• ASSIGNED TASK:
Reproduce exactly the line with "negative clicks: (89, 37)" and all the lines beneath it, stopping only at the end of the material.

——————

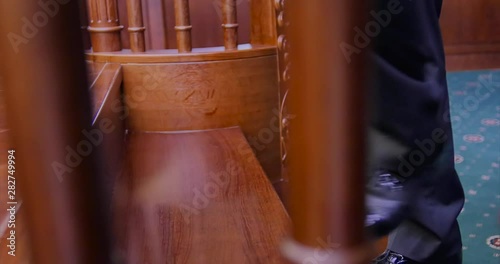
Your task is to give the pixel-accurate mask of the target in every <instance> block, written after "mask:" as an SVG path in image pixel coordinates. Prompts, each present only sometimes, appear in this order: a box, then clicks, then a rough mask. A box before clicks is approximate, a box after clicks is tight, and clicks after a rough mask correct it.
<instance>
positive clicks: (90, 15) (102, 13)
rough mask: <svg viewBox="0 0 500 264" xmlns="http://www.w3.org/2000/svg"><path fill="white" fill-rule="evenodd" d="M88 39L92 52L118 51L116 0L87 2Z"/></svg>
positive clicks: (119, 31)
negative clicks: (89, 37)
mask: <svg viewBox="0 0 500 264" xmlns="http://www.w3.org/2000/svg"><path fill="white" fill-rule="evenodd" d="M87 1H88V12H89V19H90V23H89V27H88V31H89V32H90V38H91V41H92V50H93V51H94V52H107V51H120V50H121V49H122V45H121V40H120V31H121V30H122V29H123V26H122V25H120V20H119V19H118V6H117V2H116V0H87Z"/></svg>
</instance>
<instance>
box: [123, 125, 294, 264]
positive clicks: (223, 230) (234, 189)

——————

• OUTPUT:
negative clicks: (89, 37)
mask: <svg viewBox="0 0 500 264" xmlns="http://www.w3.org/2000/svg"><path fill="white" fill-rule="evenodd" d="M87 1H88V12H89V19H90V23H89V27H88V31H89V32H90V38H91V41H92V50H93V51H94V52H107V51H120V50H121V49H122V45H121V40H120V31H121V30H122V29H123V26H122V25H120V20H119V19H118V6H117V2H116V0H87Z"/></svg>
</instance>
<instance>
box: [123, 125, 294, 264]
positive clicks: (223, 230) (234, 189)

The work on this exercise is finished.